Perspectives

Le New York Times présente un alibi pour le bombardement américain en Syrie

Dans un article à la une intitulé «Une frappe égarée entrave les efforts pour calmer la Syrie », le New York Times lundi a fourni un alibi inconditionnel aux frappes menées par l'aviation américaine et alliée deux jours plus tôt. Ces frappes ont coûté la vie à 90 soldats de l'armée syrienne et ont fait plus de 100 blessés.

« Le bombardement américain accidentel des troupes syriennes ce week-end a mis Washington sur la défensive, minant les efforts américains pour réduire la violence dans la guerre civile et ouvrir des chemins à l'aide humanitaire », déclarait le Times.

Au deuxième paragraphe, le journal déclare que le « bombardement erroné » a « exposé comment la Maison Blanche peine à trouver une stratégie cohérente dans une guerre complexe ».

Et au quatrième paragraphe, il indique que le « bombardement égaré » a donné « aux Russes et au gouvernement syrien une manne de propagande ».

Comment le Times sait-il que le bombardement samedi d'une base stratégique de l'armée syrienne, surplombant l'aéroport de Deir ez Zor près de la frontière syro-irakienne, était «accidentel», «erroné» ou «égaré?» Il ne fournit aucune preuve pour étayer cette conclusion. Il ne cite ni une enquête ni des faits nouveaux découverts au cours de ses propres reportages.

L'attaque aérienne était un accident, une erreur, égarée parce que le gouvernement américain le dit. Point barre. Cela suffit, pour les trois journalistes qui ont signé l'article. Ils ne ressentent pas le besoin d'expliquer que « les responsables américains affirment que le bombardement était erroné », encore moins de demander les opinions de ceux qui croient fermement que ce n'était pas le cas.

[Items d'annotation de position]
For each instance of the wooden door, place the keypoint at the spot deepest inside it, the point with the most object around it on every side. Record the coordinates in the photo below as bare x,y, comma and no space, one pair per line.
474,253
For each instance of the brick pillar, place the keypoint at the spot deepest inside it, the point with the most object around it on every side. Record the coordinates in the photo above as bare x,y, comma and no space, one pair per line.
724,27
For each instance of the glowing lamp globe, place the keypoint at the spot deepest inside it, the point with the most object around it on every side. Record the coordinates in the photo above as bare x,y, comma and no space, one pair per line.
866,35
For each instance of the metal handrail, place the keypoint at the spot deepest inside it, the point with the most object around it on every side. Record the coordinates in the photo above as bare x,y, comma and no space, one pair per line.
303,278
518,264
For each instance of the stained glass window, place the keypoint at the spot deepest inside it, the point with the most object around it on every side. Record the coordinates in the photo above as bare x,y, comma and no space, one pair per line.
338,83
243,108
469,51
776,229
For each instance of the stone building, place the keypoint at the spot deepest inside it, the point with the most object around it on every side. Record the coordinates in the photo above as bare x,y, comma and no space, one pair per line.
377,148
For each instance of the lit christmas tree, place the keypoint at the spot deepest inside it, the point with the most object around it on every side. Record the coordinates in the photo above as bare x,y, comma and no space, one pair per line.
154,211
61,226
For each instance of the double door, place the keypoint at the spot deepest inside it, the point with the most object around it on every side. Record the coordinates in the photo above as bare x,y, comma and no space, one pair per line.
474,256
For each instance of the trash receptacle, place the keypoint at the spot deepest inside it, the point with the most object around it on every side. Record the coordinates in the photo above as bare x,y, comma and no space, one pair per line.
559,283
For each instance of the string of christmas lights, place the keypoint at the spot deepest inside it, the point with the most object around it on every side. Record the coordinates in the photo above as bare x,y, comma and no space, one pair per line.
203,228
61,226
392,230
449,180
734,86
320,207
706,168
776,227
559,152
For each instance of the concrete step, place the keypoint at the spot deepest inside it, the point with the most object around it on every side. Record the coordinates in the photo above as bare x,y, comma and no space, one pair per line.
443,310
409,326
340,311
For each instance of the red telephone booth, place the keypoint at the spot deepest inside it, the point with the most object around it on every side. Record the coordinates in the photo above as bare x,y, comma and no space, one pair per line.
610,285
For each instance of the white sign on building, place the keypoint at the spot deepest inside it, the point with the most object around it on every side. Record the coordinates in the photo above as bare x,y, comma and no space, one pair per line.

__CONSIGNE ÉCRITE__: Reproduisez fidèlement le passage de l'extrait sur le bombardement américain en Syrie, depuis « Au deuxième paragraphe, le » jusqu'à « ses propres reportages. » inclus.

__RÉPONSE À LA CONSIGNE__:
Au deuxième paragraphe, le journal déclare que le « bombardement erroné » a « exposé comment la Maison Blanche peine à trouver une stratégie cohérente dans une guerre complexe ».

Et au quatrième paragraphe, il indique que le « bombardement égaré » a donné « aux Russes et au gouvernement syrien une manne de propagande ».

Comment le Times sait-il que le bombardement samedi d'une base stratégique de l'armée syrienne, surplombant l'aéroport de Deir ez Zor près de la frontière syro-irakienne, était «accidentel», «erroné» ou «égaré?» Il ne fournit aucune preuve pour étayer cette conclusion. Il ne cite ni une enquête ni des faits nouveaux découverts au cours de ses propres reportages.